Boundary labeling items:
=====

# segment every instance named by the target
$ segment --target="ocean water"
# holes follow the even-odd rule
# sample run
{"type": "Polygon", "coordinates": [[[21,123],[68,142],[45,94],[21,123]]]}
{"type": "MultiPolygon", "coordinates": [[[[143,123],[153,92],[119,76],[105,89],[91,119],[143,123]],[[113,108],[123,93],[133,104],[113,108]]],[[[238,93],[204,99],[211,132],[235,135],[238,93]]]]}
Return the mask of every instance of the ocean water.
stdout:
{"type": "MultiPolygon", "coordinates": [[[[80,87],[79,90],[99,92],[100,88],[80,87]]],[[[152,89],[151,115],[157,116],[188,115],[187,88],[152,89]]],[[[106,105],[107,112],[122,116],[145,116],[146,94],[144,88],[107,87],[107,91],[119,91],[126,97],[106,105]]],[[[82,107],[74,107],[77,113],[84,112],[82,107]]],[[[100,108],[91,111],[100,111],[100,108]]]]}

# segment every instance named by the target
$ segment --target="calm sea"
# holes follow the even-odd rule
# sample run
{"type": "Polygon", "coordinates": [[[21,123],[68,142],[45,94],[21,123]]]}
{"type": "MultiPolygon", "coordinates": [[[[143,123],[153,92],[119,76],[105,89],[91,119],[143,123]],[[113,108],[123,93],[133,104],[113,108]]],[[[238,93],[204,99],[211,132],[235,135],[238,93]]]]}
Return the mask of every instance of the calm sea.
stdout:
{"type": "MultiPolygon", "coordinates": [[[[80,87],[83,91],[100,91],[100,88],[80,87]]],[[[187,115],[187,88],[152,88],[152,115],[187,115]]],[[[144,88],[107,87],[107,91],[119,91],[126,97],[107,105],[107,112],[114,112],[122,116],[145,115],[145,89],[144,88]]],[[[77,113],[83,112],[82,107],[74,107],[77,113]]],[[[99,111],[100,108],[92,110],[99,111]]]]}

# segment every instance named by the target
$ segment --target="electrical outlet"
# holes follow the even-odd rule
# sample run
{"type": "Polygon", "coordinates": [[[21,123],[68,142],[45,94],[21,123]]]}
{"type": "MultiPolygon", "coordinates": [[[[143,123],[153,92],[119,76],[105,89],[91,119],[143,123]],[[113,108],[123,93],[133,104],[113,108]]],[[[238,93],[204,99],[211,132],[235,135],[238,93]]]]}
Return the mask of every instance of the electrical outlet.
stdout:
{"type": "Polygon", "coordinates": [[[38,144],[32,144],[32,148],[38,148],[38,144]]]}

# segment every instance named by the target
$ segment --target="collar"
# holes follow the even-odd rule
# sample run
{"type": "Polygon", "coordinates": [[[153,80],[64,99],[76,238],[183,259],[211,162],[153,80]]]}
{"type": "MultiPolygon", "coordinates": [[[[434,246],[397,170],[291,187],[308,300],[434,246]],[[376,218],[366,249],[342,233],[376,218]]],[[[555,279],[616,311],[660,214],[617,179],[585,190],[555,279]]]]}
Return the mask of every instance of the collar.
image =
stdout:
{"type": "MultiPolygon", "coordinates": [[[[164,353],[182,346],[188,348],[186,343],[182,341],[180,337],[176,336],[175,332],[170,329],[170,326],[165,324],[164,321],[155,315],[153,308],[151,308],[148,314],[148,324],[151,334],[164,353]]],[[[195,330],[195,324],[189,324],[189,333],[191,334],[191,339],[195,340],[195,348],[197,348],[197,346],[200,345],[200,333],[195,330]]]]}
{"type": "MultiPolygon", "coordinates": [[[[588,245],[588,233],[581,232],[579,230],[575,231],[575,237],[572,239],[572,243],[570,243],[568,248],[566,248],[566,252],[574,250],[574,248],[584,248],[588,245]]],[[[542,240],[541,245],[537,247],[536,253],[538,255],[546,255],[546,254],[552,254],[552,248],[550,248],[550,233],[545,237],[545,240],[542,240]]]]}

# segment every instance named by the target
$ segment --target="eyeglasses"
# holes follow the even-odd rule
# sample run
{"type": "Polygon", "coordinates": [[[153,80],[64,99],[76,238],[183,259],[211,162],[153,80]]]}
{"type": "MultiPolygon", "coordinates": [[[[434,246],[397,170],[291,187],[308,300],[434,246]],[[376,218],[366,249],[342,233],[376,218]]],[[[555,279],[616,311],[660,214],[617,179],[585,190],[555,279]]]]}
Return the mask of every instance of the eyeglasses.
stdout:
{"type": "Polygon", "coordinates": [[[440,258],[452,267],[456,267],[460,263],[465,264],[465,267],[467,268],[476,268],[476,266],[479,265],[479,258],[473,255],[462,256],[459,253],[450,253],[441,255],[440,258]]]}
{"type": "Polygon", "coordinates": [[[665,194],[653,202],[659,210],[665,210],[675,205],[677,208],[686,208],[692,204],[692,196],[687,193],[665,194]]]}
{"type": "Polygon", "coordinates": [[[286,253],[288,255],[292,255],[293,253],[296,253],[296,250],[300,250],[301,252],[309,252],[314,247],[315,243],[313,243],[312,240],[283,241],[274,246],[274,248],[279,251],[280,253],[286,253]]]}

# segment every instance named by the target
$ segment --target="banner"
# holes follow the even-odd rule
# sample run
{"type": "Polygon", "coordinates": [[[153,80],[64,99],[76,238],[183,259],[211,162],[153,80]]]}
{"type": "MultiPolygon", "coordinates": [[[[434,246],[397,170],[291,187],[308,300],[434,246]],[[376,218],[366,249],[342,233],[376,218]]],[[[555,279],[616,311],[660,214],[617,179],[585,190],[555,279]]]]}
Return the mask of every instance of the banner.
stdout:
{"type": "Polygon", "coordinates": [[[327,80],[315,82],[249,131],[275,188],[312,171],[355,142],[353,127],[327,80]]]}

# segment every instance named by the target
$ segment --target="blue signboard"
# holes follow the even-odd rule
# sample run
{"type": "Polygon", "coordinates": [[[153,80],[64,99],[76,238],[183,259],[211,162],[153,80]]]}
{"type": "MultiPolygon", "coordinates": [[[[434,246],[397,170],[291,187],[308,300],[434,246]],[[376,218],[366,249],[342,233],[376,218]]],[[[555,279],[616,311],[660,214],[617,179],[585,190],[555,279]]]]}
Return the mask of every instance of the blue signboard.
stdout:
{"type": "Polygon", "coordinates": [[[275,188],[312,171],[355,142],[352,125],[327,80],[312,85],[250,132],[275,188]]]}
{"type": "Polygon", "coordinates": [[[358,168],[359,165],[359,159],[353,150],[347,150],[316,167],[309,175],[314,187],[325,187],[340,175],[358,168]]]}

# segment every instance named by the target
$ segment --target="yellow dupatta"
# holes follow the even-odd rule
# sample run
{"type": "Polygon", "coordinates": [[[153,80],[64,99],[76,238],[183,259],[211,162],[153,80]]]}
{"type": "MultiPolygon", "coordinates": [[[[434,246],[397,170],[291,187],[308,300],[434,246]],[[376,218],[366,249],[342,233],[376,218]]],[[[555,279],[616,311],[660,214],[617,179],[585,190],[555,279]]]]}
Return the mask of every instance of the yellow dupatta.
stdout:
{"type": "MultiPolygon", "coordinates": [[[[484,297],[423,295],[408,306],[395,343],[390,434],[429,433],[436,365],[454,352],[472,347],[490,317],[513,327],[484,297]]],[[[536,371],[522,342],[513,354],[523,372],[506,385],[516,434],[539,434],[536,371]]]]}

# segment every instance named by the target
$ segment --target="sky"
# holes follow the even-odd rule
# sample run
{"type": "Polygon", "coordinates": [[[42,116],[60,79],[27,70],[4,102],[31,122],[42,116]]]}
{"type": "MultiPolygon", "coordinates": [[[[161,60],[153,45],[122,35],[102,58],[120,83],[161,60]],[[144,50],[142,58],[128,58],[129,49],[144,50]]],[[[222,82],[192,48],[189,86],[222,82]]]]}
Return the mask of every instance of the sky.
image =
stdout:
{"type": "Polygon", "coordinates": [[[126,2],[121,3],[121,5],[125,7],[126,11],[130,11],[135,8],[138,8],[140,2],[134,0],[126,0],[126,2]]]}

=====

§ Exercise objective: Gather every line in the listing above that contains the string "calm", and copy each one out in full.

§ Written reply:
$ segment --target="calm sea"
Return the mask of every instance of the calm sea.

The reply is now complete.